Image-grounded pointing data

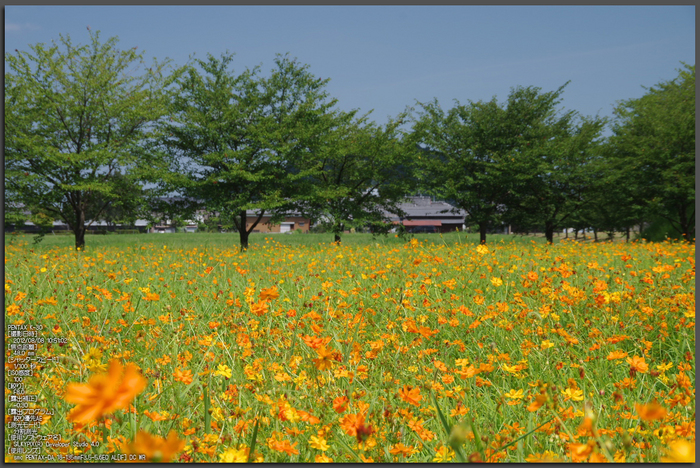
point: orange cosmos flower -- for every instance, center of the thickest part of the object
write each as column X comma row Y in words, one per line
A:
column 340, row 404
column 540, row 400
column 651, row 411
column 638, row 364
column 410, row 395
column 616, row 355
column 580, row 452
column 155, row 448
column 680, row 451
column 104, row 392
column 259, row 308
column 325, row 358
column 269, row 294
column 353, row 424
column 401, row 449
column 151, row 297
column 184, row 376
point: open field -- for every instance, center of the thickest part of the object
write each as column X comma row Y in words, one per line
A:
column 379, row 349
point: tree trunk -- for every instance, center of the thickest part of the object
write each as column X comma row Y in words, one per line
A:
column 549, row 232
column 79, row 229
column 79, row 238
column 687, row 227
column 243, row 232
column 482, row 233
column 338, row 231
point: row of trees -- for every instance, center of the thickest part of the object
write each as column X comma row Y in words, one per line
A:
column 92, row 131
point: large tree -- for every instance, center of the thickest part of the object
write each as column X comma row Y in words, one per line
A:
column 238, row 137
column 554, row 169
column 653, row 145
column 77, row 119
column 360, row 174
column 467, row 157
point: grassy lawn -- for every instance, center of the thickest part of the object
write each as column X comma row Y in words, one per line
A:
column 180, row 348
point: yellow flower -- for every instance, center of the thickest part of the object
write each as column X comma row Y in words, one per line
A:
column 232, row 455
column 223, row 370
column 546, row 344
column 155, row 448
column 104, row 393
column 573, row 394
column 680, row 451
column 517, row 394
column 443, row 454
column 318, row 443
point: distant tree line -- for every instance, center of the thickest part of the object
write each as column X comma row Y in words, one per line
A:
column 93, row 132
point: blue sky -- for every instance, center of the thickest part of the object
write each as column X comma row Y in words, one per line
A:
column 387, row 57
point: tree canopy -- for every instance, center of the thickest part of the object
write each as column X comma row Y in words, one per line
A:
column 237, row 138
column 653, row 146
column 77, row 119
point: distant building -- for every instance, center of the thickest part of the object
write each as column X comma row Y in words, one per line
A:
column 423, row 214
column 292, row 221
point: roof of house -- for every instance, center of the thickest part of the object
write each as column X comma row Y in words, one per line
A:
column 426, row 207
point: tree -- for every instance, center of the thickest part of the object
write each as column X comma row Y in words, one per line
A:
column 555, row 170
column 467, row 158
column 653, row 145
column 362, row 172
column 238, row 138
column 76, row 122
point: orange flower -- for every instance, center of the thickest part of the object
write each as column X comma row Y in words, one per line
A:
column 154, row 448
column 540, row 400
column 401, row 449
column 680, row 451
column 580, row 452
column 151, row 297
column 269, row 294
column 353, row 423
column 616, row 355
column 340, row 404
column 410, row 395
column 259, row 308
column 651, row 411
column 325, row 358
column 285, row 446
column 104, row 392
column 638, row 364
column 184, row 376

# AIM OF THE TASK:
Which lines in the records contain the word "flower"? Copy each one.

# ANSWER AREA:
point: orange cosmos flower -- for every instance, center of the thickest part of the object
point: yellow flower -- for every instance, center of the thickest part of the object
point: orange flower -- for every instance, center of the thickest part of the object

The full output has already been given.